(Pointing dataset records)
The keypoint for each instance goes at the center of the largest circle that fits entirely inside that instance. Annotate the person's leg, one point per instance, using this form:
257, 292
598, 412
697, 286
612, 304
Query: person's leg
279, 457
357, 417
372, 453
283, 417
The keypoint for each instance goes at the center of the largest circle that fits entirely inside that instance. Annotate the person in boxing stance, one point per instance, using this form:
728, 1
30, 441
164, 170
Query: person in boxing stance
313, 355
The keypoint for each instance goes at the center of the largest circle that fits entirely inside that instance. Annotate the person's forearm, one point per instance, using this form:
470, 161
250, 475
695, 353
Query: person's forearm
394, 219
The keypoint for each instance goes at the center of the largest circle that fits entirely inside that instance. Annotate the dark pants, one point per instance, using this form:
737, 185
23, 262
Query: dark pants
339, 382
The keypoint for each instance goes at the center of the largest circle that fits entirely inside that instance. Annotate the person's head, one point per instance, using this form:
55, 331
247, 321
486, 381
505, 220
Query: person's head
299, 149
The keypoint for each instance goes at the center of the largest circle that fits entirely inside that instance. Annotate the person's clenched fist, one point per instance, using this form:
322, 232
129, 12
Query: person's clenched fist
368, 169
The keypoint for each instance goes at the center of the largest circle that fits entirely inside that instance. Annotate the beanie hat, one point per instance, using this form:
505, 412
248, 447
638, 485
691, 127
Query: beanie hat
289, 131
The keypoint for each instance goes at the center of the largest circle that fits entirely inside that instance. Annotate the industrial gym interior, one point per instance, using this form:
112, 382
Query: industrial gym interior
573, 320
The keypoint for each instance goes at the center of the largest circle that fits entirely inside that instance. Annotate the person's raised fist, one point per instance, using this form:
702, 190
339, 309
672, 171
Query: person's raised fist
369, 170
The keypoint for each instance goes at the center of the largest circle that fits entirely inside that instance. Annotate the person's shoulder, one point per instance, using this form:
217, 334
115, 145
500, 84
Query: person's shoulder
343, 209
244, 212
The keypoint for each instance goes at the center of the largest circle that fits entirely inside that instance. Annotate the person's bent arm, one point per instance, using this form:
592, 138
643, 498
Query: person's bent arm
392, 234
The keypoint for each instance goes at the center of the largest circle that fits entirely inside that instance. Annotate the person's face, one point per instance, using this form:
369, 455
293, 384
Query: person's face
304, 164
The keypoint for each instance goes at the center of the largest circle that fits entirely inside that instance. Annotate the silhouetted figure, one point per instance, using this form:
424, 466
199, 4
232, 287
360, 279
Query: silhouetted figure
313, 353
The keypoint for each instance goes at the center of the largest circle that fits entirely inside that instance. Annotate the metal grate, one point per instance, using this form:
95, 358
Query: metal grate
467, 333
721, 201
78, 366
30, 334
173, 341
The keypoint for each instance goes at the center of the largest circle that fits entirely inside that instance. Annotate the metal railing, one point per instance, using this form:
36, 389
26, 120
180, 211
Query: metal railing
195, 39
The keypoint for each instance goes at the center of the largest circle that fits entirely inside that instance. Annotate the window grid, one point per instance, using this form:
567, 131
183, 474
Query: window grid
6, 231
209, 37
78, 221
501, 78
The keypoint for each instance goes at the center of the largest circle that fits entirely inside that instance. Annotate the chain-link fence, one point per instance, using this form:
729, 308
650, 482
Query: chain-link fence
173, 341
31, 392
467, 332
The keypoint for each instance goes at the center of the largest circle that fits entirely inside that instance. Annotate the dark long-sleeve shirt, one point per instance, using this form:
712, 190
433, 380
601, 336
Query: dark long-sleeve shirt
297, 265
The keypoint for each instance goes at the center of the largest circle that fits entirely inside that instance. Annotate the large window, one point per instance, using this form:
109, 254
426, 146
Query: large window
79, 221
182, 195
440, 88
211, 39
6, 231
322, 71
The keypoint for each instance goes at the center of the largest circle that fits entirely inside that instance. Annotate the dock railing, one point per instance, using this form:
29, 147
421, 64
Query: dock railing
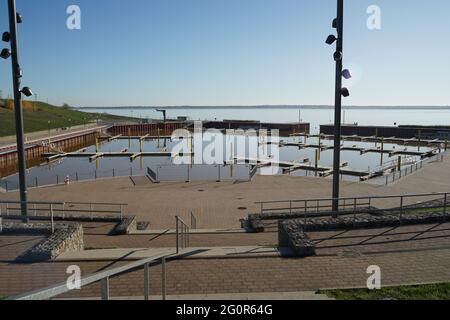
182, 234
103, 277
41, 210
401, 204
406, 171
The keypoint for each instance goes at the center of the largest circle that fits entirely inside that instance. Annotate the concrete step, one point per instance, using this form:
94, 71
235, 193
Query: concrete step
300, 295
131, 254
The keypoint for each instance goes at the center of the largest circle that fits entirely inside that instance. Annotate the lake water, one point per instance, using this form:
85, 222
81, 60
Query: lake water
315, 117
83, 169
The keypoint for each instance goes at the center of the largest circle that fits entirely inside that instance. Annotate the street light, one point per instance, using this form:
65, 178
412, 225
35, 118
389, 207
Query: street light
338, 24
11, 37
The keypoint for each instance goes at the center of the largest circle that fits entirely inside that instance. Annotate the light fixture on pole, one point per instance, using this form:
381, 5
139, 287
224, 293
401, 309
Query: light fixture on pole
11, 37
338, 24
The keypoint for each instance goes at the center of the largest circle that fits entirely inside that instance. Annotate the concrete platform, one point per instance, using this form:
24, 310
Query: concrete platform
130, 254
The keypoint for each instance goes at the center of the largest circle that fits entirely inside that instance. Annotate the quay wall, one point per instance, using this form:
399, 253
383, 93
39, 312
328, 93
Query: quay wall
403, 132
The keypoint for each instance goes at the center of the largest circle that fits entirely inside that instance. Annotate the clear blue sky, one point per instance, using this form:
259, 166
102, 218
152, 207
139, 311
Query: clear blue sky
230, 52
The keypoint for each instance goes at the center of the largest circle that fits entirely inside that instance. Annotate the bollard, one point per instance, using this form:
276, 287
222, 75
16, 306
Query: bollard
105, 288
146, 282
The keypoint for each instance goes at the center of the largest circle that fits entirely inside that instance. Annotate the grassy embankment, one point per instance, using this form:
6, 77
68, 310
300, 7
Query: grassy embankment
420, 292
39, 116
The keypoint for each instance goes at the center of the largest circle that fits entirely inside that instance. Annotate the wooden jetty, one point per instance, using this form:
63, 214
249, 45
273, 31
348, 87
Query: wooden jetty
124, 153
291, 166
141, 138
390, 152
377, 139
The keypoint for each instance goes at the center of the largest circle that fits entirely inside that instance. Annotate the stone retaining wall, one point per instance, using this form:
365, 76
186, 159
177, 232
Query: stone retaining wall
293, 237
292, 233
66, 238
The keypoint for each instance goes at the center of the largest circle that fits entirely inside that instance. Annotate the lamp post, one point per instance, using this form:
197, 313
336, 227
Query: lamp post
11, 36
338, 24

▶ **YOUR INSTRUCTIONS**
Strip out the images, then output the records above word for word.

▶ **EXERCISE SOLUTION**
The keypoint for each instance goes at the center of the largest circle that fits entirely inside that instance. Annotate the person's leg, one point per instance, using this form:
257, 292
598, 412
697, 286
612, 304
Query: person's leg
279, 457
357, 417
372, 453
283, 417
The keypoint for each instance goes at the center of the largest circle that fits entirely inside that instance. Annotate the person in boxing stance, one point per instance, using this form:
728, 1
30, 441
164, 170
Query: person in boxing stance
313, 355
The keypoint for each instance goes at the center of the largest circle that fits entirely inside that instance. Annotate the person's forearm, one point per instance, using this form:
470, 161
250, 475
695, 353
Query: person's forearm
394, 219
The keypoint for each instance goes at the center of the largest circle that fits entirely inside that instance. Annotate the dark pants, one point per instance, using this form:
737, 185
23, 262
Query: dark pants
339, 382
The keypoint for each instance goes at the center of the largest circle that fits entirely inside that instance. Annotate the person's head, one point per instance, using this form:
55, 331
247, 321
486, 381
505, 220
Query: person's head
299, 149
The keypoint for each instance goes at the center of the largest circle that fits entirely inside that instance. Annotate the person's clenched fist, one point per instance, using this form:
322, 232
129, 12
Query: person's clenched fist
368, 169
The keypoint for each instance goes at the center of the largest circle that fits entirely inside that instance. Annotate the beanie hat, one point per instance, using this form:
505, 412
248, 447
638, 485
691, 127
Query: beanie hat
289, 131
The keypoint for each instance goes at the center of the largest circle that fits entirely inside that instance. Annotate the industrial gym interior, one point per instance, using this form:
112, 382
Query: industrial gym interior
573, 320
The keypoint for each instance goes at the center of the largest circle that fits entirely inside that instance. Annotate the person's raised fist, one point per instance, using this form:
702, 190
339, 309
672, 171
Query: person's raised fist
369, 170
The keypoint for each instance goes at the center of the largest circle that fits entirely inside that instance. Annotate the person's shoulder, one point per instance, using this form:
217, 334
115, 145
500, 84
Query: person's shoulder
343, 209
244, 212
The keypoint for each instance goes at the center of the largest circle that fits entirely inside that instance. Annotate the person's bent arm, one point per instance, using this form:
592, 138
643, 498
Query: person's bent arm
392, 234
The keypoint for each instance goes at the center of the largest circle that fits entirely inside that instance. Annotate the person's face, one point per instance, using this form:
369, 455
293, 384
Query: person's face
304, 164
The keypoint for each instance goes at the center of the largest circle that fits entirely inside that instance. Annotate the silhouetted figure, one point per instance, using this form:
424, 466
199, 4
232, 287
360, 279
Query: silhouetted figure
313, 353
The keypoint for each instance goes at the center of the largest circle that fits entirely inside that instance. Annotate the metal grate, one point per instance, using this form:
95, 358
Query: metal grate
467, 333
721, 201
78, 366
30, 334
173, 341
The keypoint for each instance goes at the center of the largest circle that fits entirely inside that instance. Annotate the metal railing, one point per instance, using this form:
36, 389
26, 120
180, 211
Query: metal railing
195, 39
The keypoint for each instance goes at the center of the largest circle that fits entirely inside that instance. Annotate the window grid, one point per instance, using this form:
567, 131
183, 474
Query: window grid
6, 231
209, 37
78, 221
501, 78
The keypoint for each instance goes at the center of the largest circle that fits entirely inside that instance. Annotate the chain-link fence, one point per instance, using this form:
729, 308
650, 482
Query: chain-link fence
173, 341
31, 392
467, 332
The keypoint for each instance goes at the center of the largest circle that fits entirely inside that instance. Annotate the dark long-sleeve shirt, one point per instance, using this form:
712, 190
433, 380
601, 336
Query: dark long-sleeve shirt
297, 265
The keypoint for each instance goes at the center of the largest circle that fits entirely inside that instance. Annotate the large window, one point per instance, using this form:
109, 254
426, 146
Query: large window
79, 221
182, 195
440, 88
211, 39
6, 231
322, 71
The keypoint for each instance goes at the center of the largest circle that fits entirely inside that instance. Annotate the dock railing, one point per instance, using this form:
29, 147
421, 64
Query: dock railing
182, 234
103, 277
41, 210
401, 204
406, 171
The keypoint for each instance goes at the center of the largest circle that fits entirely inside that instance. Annotate the concrete step, one point per instance, using this form:
94, 71
235, 193
Query: concrete step
300, 295
131, 254
The keypoint for each instance goes at the center of the largest circle that fits entirely inside that instance. Annotate the lake water, one point per instance, using this form:
85, 222
81, 60
Query: lake water
315, 117
83, 169
The keypoint for each instance goes at the center of the largest circle that fits entirely inside that instance. Annotate the street light, one point per instance, using this form:
65, 178
412, 225
35, 118
389, 207
Query: street light
338, 24
11, 37
The keypoint for each instance goes at the center of the largest circle that fits entirely inside that instance. Annotate the light fixture on pole, one point per instance, using this form:
381, 5
139, 287
224, 293
401, 309
Query: light fixture on pole
11, 37
338, 24
The keypoint for each instance goes at the center of the largest circle that fits entirely inside that instance. Annotate the concrete platform, one point per instance, using this form:
24, 310
Query: concrete platform
130, 254
The keypoint for each instance goes at the center of the largest circle that fits entirely inside that instance. Annotate the quay wall, one point per instance, using this form:
399, 253
383, 93
39, 312
328, 93
Query: quay wall
403, 132
The keypoint for each instance goes at the center of the largest circle that fits entirely inside that instance. Annotate the clear blue sky, one point per instance, using this form:
259, 166
102, 218
152, 207
139, 311
Query: clear blue sky
230, 52
The keypoint for each instance goes at the center of the largest circle that fits entirely inside that instance. Annotate the bollard, one point per instance, using this form:
276, 287
222, 75
16, 306
Query: bollard
105, 288
146, 282
The keypoint for each instance goes at the center of the largest circle that fits entirely inside that instance. Annotate the grassy embankment, one point per instance, using this form:
6, 77
68, 310
300, 7
Query: grassy embankment
420, 292
39, 116
The keypoint for each instance goes at the center of the largest circle that fits entirely inside that instance. Annotate the wooden jetty, one point per instance, using this form:
63, 214
249, 45
273, 31
348, 87
Query: wooden jetty
124, 153
291, 166
141, 138
390, 152
377, 139
The keypoint for each instance goes at the center of the largest circle that fits entirely inside that instance. Annotate the stone retaining wall, one point per instance, using this form:
365, 76
186, 159
177, 232
Query: stone retaining wall
293, 237
292, 233
66, 238
The keypoint for each instance goes at the center of the largest circle that fits entirely inside that instance. Annotate the lamp post, one point per instance, using this form:
197, 313
336, 227
Query: lamp post
11, 36
338, 24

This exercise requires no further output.